**TASKS TO CARRY OUT**
1 > Switch "reciprocal translocation" to "balanced translocation" in the passage on BRAF fusion genes, and write it out beginning at the words "We sequenced the" and stopping after "7 (Fig. 2A).".
2 > Proceed with the passage on BRAF fusion genes, picking up right after its final sentence.

Start of READING PASSAGE

Structure and characterization of fusion genes. A, Exon and protein structure of the TRIM24-BRAF, AGAP3-BRAF, DLG1-BRAF, and EML4-NTRK3 fusions. On top of the exonic structures, we plotted arcs indicating breakpoint junction sequence reads detected by mate-pair sequencing of tumor genomic DNA. Coloring of the arcs indicates orientation of the breakpoint junction as indicated by the respective mate-pair reads: red, head-to-head inverted; yellow, tail-to-tail inverted; blue, tail-to-head; green, head-to-tail. Below the exonic structures, chimeric RNA-seq reads are plotted (black arcs) indicating which exon–exon connections were observed from the sequence data. KD, kinase domain; L27, L27 protein interaction module; PH, pleckstrin homology; RING, zinc finger domain ring type; BBOX1, B-box-type zinc finger domain; PTK, protein tyrosine kinase domain; CC, coiled-coil domain. B, Western blot results depicting the effects of fusion genes overexpression in HEK293 cells on ERK1 phosphorylation. C, Western blot results displaying the effects of fusion gene overexpression on AKT phosphorylation in NIH-3T3-A14 cells.
We sequenced the genomes of the tumor samples with BRAF fusion genes using large-insert mate-pair sequencing (insert size 2.5 kb) to detect somatic structural variations that could account for BRAF fusion formation. In two cases (AGAP3-BRAF and TRIM24-BRAF) the fusion was caused by an inversion event, while the novel DLG1-BRAF fusion resulted from a reciprocal translocation between chromosomes 3 and 7 (Fig. 2A).
All three fusion genes contained the entire C-terminal kinase domain of BRAF by fusion of exon 9 or 10 to their respective donor genes. We hypothesized that disconnection of the BRAF kinase domain from its N-terminal autoinhibitory domain leads to constitutive activation (26). To assess whether our BRAF fusions can activate signaling pathways, we cloned the DLG1-BRAF and AGAP3-BRAF fusion genes and expressed them in HEK293 cells. Subsequent analysis for activation of ERK/MAPK signaling was performed by coexpression of ERK1. Protein analysis revealed a strong effect of BRAF fusion proteins on ERK1 phosphorylation, underscoring their role as oncogenes in colon cancer (Fig. 2B). Although the effect of BRAF fusions on ERK1 phosphorylation appeared stronger than for the native BRAF protein, the effect was less strong than for BRAF carrying the activating V600E mutation.

End of READING PASSAGE
Start of SOURCE DATA

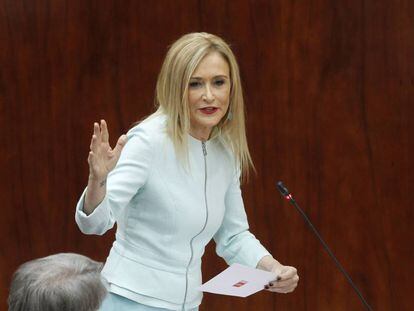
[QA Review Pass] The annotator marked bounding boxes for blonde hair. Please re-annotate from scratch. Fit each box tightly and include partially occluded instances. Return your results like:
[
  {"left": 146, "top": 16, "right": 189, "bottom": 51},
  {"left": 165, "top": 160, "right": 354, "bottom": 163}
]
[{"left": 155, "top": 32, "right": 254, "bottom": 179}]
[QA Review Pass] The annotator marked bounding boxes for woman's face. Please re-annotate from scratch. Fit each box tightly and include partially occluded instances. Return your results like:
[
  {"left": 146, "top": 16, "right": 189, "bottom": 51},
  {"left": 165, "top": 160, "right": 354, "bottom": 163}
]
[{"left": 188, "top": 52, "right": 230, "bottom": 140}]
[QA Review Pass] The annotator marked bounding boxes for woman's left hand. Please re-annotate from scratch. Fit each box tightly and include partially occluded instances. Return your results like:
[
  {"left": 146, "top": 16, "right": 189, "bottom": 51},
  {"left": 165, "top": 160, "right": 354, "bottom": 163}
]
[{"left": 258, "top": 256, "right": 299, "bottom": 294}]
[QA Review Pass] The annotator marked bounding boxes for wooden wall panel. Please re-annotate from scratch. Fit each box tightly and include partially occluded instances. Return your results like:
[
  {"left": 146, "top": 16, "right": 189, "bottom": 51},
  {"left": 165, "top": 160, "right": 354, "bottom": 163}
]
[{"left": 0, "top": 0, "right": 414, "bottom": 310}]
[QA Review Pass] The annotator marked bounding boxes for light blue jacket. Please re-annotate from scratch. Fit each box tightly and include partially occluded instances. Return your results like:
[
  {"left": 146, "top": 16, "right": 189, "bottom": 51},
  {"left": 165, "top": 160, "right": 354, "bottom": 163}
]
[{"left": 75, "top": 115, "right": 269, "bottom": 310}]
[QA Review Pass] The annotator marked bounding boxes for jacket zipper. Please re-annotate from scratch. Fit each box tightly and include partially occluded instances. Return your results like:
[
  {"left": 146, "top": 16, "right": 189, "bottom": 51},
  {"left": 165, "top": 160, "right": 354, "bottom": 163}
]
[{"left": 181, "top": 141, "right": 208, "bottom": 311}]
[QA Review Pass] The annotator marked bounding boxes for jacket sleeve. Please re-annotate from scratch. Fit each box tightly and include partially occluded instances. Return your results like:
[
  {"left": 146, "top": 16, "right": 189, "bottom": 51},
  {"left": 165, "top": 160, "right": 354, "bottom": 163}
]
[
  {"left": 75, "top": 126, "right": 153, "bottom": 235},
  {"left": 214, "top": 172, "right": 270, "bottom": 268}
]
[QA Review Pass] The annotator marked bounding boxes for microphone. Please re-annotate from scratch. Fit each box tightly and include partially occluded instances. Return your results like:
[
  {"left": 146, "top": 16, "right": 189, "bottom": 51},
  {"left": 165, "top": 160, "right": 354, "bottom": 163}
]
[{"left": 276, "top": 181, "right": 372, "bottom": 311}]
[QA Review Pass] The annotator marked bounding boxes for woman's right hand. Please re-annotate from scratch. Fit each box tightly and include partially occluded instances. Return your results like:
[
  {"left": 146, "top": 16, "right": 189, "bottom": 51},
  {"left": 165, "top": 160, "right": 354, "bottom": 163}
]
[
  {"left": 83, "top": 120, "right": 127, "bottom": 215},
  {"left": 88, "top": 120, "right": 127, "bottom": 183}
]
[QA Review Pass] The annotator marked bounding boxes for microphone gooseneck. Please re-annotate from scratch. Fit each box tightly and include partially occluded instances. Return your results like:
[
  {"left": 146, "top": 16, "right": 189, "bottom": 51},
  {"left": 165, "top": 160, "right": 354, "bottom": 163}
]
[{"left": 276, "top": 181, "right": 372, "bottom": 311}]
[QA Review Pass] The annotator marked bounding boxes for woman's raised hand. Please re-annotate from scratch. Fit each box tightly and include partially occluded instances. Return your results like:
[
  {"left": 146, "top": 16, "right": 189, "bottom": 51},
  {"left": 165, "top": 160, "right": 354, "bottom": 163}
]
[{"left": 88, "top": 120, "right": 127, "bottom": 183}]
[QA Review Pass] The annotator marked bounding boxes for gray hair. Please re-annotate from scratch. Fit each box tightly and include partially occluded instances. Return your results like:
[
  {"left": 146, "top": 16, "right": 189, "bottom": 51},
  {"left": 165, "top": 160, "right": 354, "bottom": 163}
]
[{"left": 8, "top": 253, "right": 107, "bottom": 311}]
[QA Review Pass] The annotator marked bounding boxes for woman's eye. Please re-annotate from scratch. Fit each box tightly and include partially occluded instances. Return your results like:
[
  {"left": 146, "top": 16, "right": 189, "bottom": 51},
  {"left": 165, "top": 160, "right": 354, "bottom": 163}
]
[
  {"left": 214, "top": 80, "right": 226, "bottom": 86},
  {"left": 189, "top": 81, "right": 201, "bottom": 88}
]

End of SOURCE DATA

**RESPONSES TO THE TASKS**
1 >
We sequenced the genomes of the tumor samples with BRAF fusion genes using large-insert mate-pair sequencing (insert size 2.5 kb) to detect somatic structural variations that could account for BRAF fusion formation. In two cases (AGAP3-BRAF and TRIM24-BRAF) the fusion was caused by an inversion event, while the novel DLG1-BRAF fusion resulted from a balanced translocation between chromosomes 3 and 7 (Fig. 2A).

2 >
Identification of NTRK3 and RET kinase fusion genes
To further evaluate the relevance of the remaining fusion genes that were verified by RT-PCR, we reasoned that fusions that lead to upregulation of the acceptor gene may be of particular importance (27). Therefore, we analyzed the expression of our entire set of fusions and compared the expression of the donor and acceptor genes to all other tumor samples without such a fusion (outlier analysis, Supplementary Table S2).
An EML4-NTRK3 fusion was among the top hits that resulted from this analysis with an expression Z score of 17.96 for the NTRK3 gene. This fusion was formed through a reciprocal translocation that joined the 5′ part of EML4 (ending with exon 2) with the 3′ exons of NTRK3 (starting with exon 14) in a lymph node negative adenocarcinoma (Fig. 2A; Supplementary Fig. S4A). An additional NTRK3 fusion (ETV6-NTRK3) has been reported previously in colon cancer and an EML4-NTRK3 fusion has been observed in glioma (11, 28). By examining the expression of the individual exons across ETV6-NTRK3, we noticed that the fusion also leads to an increased expression of the exons encoding the tyrosine kinase domain, which is retained in the fusion transcript (Supplementary Fig. S4B). On the basis of these results, we analyzed the exonic expression in 732 RNA-sequencing datasets of colorectal cancer samples from The Cancer Genome Atlas (TCGA) and observed a similar increase in expression of the kinase encoding exons in two datasets derived from colon adenocarcinomas, suggesting the presence of NTRK3 fusion genes (Supplementary Fig. S4C; ref. 7).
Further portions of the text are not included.